## SELECTED EXTRACT
7. Kitne Ghazi Aaye Kitne Ghazi Gaye by Lt Gen KJS ‘Tiny’ Dhillon
Lieutenant General K.J.S. “Tiny” Dhillon, an Infantry veteran with over four decades of military service, has served multiple tenures in Kashmir. In his book, Kitne Ghazi Aaye, Kitne Ghazi Gaye, he recounts his personal and professional experiences in Kashmir, from his childhood to his time as the Commander of the Chinar Corps. He shares stories of the challenges he faced, both on the battlefield and in his personal life, and how he overcame them. He also discusses the political and social situation in Kashmir, and his views on the future of the region. The book is a candid and evocative account of a soldier’s life in Kashmir. It is a must-read for anyone who wants to understand the challenges and complexities of the Kashmir conflict.
8. Nation First by Shikha Akhilesh Saxena
Twenty years after India’s victory at Kargil, the stories and accounts of the war continue to be told with great pride. However, one important perspective has been largely overlooked: that of the army wives. In her remarkable book, “Nation First,” Shikha Akhilesh Saxena, wife of artillery officer Captain Akhilesh Saxena, recounts the turmoil endured by the families of military officers in the face of conflict. Shikha and Akhilesh were a young couple when they found themselves unexpectedly in the midst of war. Shikha deftly depicts her own experiences as well as those of Akhilesh, who took part in missions at Tololing, the Hump, and Three Pimples. What does a soldier go through when marching off to a near-suicidal mission? And what does it take to survive, even thrive, after having sustained serious injuries in battle? This detailed memoir reveals the boundless bravery of the Indian troops, as well as the emotional turmoil experienced by their families both during and after the war. “Nation First” is a story of grit, determination, and heroic patriotism shown by the people who give their all to safeguard their country.

## TASK
Please say whether each statement agrees with the book listings, answering yes or no and quoting the deciding words: 1. Dhillon has served more than one tenure in Kashmir. 2. Captain Akhilesh Saxena was an infantry officer. 3. Akhilesh Saxena took part in missions at Tololing. The rows that come next play no part in this exercise.

## DATA FOR REVIEW
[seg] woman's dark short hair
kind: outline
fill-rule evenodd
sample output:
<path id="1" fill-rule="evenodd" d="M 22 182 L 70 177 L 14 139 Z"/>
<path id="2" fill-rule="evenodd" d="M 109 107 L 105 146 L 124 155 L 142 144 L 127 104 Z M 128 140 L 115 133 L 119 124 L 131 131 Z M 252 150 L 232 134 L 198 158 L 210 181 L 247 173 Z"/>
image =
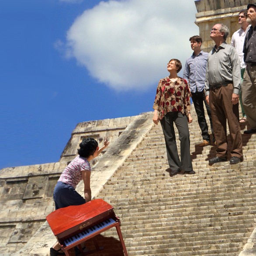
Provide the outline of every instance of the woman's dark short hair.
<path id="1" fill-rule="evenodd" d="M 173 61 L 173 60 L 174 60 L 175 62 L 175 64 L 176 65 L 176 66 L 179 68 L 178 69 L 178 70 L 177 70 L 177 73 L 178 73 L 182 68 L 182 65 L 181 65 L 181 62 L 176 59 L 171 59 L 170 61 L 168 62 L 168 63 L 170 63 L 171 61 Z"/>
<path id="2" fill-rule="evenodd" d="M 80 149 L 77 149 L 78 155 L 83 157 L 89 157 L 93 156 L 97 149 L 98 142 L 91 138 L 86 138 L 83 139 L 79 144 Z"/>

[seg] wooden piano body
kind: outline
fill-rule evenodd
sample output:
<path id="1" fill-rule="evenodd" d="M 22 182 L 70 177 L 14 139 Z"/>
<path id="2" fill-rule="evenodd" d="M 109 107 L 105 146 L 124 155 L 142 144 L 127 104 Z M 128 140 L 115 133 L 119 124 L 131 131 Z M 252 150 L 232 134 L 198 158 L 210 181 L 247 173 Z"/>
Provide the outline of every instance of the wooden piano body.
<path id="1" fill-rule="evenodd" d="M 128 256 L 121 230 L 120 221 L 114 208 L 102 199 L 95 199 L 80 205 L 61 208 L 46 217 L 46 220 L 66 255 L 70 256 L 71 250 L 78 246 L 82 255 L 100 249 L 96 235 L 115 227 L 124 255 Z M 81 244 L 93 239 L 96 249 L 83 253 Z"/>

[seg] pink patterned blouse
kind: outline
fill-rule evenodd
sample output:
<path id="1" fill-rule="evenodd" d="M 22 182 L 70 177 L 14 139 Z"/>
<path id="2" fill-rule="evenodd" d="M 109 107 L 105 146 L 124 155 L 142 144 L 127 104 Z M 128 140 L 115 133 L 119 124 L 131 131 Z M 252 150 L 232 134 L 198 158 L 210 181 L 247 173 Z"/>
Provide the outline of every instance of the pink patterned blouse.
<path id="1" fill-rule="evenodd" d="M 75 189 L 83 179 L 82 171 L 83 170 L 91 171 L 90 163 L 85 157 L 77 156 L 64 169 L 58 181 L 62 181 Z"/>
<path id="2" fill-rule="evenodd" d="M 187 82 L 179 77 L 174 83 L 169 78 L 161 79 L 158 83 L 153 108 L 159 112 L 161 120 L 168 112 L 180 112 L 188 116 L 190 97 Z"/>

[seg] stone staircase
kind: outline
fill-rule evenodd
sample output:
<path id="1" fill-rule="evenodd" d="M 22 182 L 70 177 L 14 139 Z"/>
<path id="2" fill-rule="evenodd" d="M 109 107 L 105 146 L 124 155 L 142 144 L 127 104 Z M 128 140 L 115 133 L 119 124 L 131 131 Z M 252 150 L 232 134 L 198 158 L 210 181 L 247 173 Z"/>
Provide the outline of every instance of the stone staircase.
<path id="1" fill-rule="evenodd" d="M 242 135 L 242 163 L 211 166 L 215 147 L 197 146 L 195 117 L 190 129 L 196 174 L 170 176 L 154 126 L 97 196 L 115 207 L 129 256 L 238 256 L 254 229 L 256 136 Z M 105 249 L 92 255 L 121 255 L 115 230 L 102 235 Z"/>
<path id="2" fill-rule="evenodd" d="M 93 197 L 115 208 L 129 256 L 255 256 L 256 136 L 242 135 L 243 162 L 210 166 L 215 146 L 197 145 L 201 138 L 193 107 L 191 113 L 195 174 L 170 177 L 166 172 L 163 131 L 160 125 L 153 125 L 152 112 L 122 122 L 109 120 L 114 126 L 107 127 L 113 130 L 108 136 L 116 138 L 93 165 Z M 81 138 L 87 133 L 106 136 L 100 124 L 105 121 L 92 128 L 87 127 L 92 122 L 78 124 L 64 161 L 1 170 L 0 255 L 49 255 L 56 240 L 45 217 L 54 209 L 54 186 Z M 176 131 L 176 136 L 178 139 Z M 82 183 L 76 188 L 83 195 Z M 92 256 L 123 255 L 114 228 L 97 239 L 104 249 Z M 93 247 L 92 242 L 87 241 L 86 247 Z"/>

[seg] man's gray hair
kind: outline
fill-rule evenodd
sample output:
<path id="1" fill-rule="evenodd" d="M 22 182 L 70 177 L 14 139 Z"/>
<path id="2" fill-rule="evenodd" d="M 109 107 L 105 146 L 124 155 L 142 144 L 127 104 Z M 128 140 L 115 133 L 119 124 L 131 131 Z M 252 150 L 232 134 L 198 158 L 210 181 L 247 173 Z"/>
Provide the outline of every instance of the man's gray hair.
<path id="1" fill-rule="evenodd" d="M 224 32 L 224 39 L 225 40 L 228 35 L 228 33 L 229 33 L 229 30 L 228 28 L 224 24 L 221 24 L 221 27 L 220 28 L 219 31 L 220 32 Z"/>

## EXERCISE RESPONSE
1. Yes: "has served multiple tenures in Kashmir"
2. No: "wife of artillery officer Captain Akhilesh Saxena"
3. Yes: "who took part in missions at Tololing, the Hump, and Three Pimples"